• [Required actions]
**a.** For the lab research summaries, decide whether each statement agrees with the text: (i) Dr. Morgan's lab uses yeast as a model system; (ii) CDK1 phosphorylates Sgo1; (iii) Dr. Wells's lab studies chromosome segregation in anaphase. For each, answer yes or no and quote the text's deciding words.
**b.** Pick up the lab research summaries after their last sentence and continue them.

• [Text under study]
Dr. David Morgan’s lab studies fundamental problems in cell division, using yeast as a model system, with a primary focus on the control of chromosome segregation in anaphase of mitosis. In the past year they discovered that Sgo1 recruits PP2A to chromosomes to ensure sister chromatid bi-orientation during mitosis. His group further showed that CDK1 phosphorylates Iqg1 and plays an important role in actomyosin ring assembly prior to cytokinesis (Eshleman et al., J Cell Sci, 2014; Naylor et al., J Cell Sci, 2014).
The laboratory of Dr. James Wells explores the molecular basis for programmed cell death (Rettenmaier et al., Proc Natl Acad Sci USA, 2014; Wells et al., Science, 2014). In dissecting programmed pathways, he has defined several crucial components leading to cell death, including the roles of chemical fibrils and small-molecule peptide docking motifs (Julien et al., Nat Chem Biol, 2014).

• [Entries provided]
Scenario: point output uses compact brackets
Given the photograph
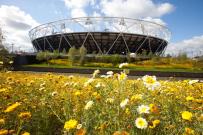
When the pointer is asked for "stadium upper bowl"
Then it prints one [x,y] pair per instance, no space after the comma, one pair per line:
[119,30]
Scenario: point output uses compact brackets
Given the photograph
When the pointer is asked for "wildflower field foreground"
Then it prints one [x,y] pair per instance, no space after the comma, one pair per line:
[51,104]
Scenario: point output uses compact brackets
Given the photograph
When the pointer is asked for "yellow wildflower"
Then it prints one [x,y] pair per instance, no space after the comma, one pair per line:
[127,111]
[143,109]
[71,124]
[89,105]
[136,97]
[186,115]
[2,121]
[109,100]
[189,131]
[123,65]
[124,103]
[189,98]
[81,132]
[77,93]
[121,133]
[141,123]
[154,123]
[24,115]
[26,133]
[3,132]
[122,76]
[154,108]
[12,107]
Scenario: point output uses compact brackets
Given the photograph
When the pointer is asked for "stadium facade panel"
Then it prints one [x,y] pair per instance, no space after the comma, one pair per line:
[104,35]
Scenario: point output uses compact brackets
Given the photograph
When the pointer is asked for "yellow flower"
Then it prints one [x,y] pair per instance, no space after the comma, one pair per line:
[81,132]
[154,123]
[24,115]
[124,103]
[2,121]
[26,133]
[122,76]
[154,108]
[12,107]
[123,65]
[89,105]
[77,93]
[71,124]
[3,132]
[189,98]
[186,115]
[149,79]
[136,97]
[141,123]
[109,100]
[127,111]
[121,133]
[96,72]
[150,82]
[189,131]
[143,109]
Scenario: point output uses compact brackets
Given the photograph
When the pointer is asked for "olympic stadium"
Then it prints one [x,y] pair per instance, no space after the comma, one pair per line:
[103,35]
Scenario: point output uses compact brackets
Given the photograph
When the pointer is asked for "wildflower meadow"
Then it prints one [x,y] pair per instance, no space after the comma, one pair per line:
[110,104]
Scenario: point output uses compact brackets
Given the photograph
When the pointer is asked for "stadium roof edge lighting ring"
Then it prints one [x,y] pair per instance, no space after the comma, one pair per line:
[105,35]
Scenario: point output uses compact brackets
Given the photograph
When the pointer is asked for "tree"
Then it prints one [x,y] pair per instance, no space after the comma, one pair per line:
[83,52]
[6,59]
[72,54]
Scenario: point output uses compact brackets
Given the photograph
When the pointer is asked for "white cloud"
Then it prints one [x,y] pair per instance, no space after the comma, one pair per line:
[139,9]
[77,7]
[78,12]
[16,24]
[134,8]
[192,47]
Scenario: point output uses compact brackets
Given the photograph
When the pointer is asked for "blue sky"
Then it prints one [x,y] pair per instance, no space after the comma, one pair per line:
[184,18]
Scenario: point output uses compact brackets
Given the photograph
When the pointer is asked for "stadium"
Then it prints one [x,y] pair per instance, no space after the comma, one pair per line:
[103,35]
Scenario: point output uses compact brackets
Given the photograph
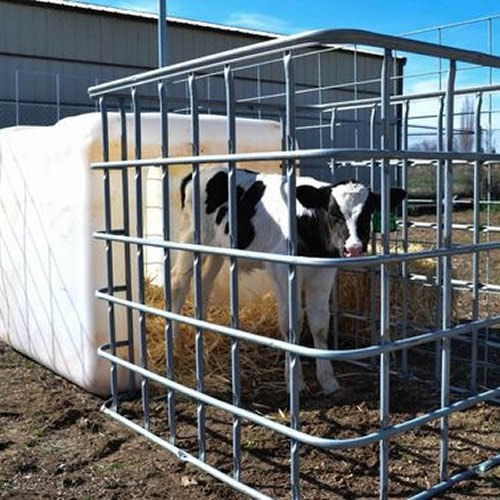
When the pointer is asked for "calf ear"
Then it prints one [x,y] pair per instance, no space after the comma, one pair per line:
[311,197]
[397,197]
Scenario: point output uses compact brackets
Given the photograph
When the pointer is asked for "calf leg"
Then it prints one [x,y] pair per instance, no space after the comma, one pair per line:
[318,315]
[212,264]
[182,273]
[279,278]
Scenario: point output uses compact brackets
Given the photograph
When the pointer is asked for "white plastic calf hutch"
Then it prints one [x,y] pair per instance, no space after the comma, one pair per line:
[51,201]
[400,345]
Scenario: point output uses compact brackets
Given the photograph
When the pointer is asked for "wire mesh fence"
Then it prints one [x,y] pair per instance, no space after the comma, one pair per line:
[422,308]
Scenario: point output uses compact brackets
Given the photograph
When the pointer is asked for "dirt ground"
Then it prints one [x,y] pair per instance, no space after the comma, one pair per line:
[55,443]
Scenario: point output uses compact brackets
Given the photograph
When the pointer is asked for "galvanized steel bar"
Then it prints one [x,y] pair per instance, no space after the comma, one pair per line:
[439,230]
[342,355]
[109,249]
[292,288]
[162,33]
[126,247]
[184,456]
[475,241]
[385,143]
[447,272]
[294,434]
[371,260]
[404,265]
[373,277]
[233,266]
[140,255]
[167,258]
[301,40]
[334,299]
[401,98]
[197,261]
[304,154]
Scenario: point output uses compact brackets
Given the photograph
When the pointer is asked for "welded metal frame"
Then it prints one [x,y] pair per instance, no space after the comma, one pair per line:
[383,346]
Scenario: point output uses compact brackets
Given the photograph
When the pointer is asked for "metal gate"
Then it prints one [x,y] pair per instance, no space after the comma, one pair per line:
[384,152]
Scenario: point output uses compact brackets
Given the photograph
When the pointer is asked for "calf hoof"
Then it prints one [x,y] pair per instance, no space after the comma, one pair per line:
[330,386]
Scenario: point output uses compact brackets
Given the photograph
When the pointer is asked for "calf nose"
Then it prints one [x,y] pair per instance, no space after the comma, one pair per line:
[353,251]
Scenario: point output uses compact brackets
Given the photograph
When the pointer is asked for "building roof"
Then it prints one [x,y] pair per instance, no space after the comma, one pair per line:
[182,21]
[153,16]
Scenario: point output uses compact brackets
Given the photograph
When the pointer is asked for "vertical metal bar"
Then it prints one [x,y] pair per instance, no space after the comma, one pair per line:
[475,255]
[17,98]
[167,258]
[334,299]
[126,248]
[385,112]
[292,270]
[140,255]
[233,265]
[198,300]
[404,265]
[58,96]
[439,232]
[162,33]
[356,112]
[373,275]
[259,91]
[320,98]
[488,197]
[447,287]
[109,249]
[333,141]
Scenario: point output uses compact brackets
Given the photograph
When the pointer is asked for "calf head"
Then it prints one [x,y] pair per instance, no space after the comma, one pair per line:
[337,222]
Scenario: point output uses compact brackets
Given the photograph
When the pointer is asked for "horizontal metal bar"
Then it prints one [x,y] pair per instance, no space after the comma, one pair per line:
[399,98]
[461,227]
[301,40]
[185,456]
[367,260]
[476,470]
[338,153]
[457,284]
[339,355]
[295,434]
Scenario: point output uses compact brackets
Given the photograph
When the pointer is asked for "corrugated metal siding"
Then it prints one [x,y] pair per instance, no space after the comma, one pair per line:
[40,41]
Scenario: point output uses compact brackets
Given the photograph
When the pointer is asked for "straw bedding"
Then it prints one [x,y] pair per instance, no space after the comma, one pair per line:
[261,317]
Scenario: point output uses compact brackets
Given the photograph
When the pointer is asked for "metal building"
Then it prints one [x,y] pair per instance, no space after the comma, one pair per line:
[51,51]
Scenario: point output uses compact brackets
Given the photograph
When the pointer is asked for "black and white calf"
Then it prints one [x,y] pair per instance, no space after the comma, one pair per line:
[332,221]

• [Responses by item number]
**a.**
(i) Yes: "using yeast as a model system"
(ii) No: "CDK1 phosphorylates Iqg1"
(iii) No: "The laboratory of Dr. James Wells explores the molecular basis for programmed cell death"

**b.**
Dr. Mark Moasser’s work on the role of HER3 in cell death, tumor perfusion, and drug resistance has been explored in three clinical trials testing a monoclonal antibody against HER3, high doses of lapatinib, and a highly potent HER2 / HER3 inhibitor. This trial is a collaboration between the Developmental Therapeutics and Breast Oncology Programs and has been presented over the past year (Chien et al., J Clin Oncol, 2014). Dr. Ajay Jain continues to make significant advances in computational drug discovery using high-throughput computational screening for the discovery of promising small molecules for modulation of specific biological targets. His work allows for better prediction of off-target effects of drugs using data fusion evaluation (Yera et al., Pac Symp Biocomput, 2014).
Drs. Neil Shah and Kevan Shokat collaborated and reported a novel chemical strategy for treating Acute Myeloid Leukemia (AML): they selectively inhibited FLT3 while avoiding KIT inhibition using the staurosporine analog, Star-27. Star-27 maintains potency against FLT3 in proliferation assays of FLT3-transformed cells compared to KIT-transformed cells, shows no toxicity towards normal human hematopoiesis at concentrations that inhibit primary FLT3-mutant AML blast growth, and is active against mutations that confer resistance to clinical inhibitors (Warkentin et al., Elife, 2014). In further studies, Drs. Charlie Craik and Shah developed plasmon ruler nanosensors to monitor apoptosis in leukemias (Tajon et al., ACS Nano, 2014).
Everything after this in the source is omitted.